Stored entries
--*--

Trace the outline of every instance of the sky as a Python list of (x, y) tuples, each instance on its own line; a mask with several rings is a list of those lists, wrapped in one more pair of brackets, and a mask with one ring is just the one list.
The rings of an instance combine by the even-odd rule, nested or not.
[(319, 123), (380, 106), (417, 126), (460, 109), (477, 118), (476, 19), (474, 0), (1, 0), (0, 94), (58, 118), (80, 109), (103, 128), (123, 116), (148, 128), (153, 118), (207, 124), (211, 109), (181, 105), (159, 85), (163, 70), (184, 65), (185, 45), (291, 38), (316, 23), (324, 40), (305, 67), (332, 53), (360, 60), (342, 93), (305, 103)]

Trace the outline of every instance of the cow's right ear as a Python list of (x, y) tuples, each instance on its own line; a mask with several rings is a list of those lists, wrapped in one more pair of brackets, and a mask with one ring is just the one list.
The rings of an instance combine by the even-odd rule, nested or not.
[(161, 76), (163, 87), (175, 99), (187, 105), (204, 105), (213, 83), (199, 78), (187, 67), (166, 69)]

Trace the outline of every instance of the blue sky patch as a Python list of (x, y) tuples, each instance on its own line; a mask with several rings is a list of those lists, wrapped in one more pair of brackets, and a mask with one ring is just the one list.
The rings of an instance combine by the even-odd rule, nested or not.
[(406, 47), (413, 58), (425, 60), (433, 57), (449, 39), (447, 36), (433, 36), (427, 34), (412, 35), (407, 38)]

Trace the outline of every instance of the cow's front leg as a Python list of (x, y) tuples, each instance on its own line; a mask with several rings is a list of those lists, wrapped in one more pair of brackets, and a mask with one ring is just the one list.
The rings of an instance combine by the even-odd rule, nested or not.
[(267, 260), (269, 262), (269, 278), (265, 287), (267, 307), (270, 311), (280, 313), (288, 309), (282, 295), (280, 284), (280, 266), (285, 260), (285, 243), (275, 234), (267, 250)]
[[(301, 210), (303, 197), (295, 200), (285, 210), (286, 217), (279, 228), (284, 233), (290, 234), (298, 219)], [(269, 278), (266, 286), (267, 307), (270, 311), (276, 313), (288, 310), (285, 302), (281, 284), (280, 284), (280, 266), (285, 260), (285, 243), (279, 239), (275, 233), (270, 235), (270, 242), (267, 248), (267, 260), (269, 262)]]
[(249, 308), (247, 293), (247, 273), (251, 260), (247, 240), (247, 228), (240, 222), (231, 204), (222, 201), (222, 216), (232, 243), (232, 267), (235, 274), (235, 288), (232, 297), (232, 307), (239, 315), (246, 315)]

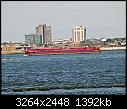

--*--

_Task details_
Turn every line of the stored entries above into a numbered list, skipping blank lines and omitting the picture.

_Expected answer_
1. Trace the outline of every instance of the sky as a Python list of (x, y) tuples, each instance on its own line; a mask with several rings is a list of those lists, wrapped in one more pair of brackets, and a mask with one ring is just the one list.
2. The rings of an instance combine by the even-odd rule, nested or not.
3. [(319, 123), (380, 106), (417, 126), (460, 109), (477, 118), (476, 19), (474, 0), (1, 0), (0, 94), (58, 118), (80, 109), (103, 128), (123, 116), (148, 128), (153, 118), (207, 124), (211, 109), (181, 105), (159, 85), (163, 70), (184, 65), (185, 45), (291, 38), (316, 23), (324, 40), (305, 67), (332, 53), (360, 60), (342, 93), (305, 103)]
4. Trace the outline of every instance of the cow's right ear as a Python list of (x, y) tuples, each instance on its own line; a mask with several rings is a list of those lists, wrapped in one more pair of brackets, and a mask with one ring is just the one list.
5. The rings of an instance combine by the even-odd rule, nested or not.
6. [(161, 76), (163, 87), (175, 99), (187, 105), (204, 105), (213, 83), (199, 78), (187, 67), (166, 69)]
7. Trace the outline of every instance of the blue sky patch as a Python list of (x, y) tuples, each instance on its own line; a mask with several rings is a list of those lists, wrapped in one more pair of brackets, and a mask with one ring is just the one list.
8. The rings of an instance combine by the even-odd rule, nested or not.
9. [(406, 47), (413, 58), (425, 60), (433, 57), (449, 39), (447, 36), (433, 36), (427, 34), (412, 35), (407, 38)]
10. Trace the outline of every instance of the cow's front leg as a Python list of (x, y) tuples, each instance on its own line; a mask with several rings is a list of those lists, wrapped in one more pair of brackets, and a mask with one ring is just the one list.
11. The rings of an instance combine by the even-odd rule, nested or not.
12. [(267, 260), (269, 262), (269, 278), (265, 287), (267, 307), (270, 311), (280, 313), (288, 309), (282, 295), (280, 284), (280, 266), (285, 260), (285, 243), (275, 234), (267, 250)]
13. [[(301, 210), (303, 197), (295, 200), (285, 210), (286, 217), (279, 228), (284, 233), (290, 234), (298, 219)], [(269, 278), (266, 286), (267, 307), (270, 311), (276, 313), (288, 310), (285, 302), (281, 284), (280, 284), (280, 266), (285, 260), (285, 243), (279, 239), (275, 233), (270, 235), (270, 242), (267, 248), (267, 260), (269, 262)]]
14. [(249, 308), (247, 293), (247, 273), (251, 260), (247, 240), (247, 228), (240, 222), (231, 204), (222, 201), (222, 216), (232, 243), (232, 267), (235, 274), (235, 288), (232, 297), (232, 307), (239, 315), (246, 315)]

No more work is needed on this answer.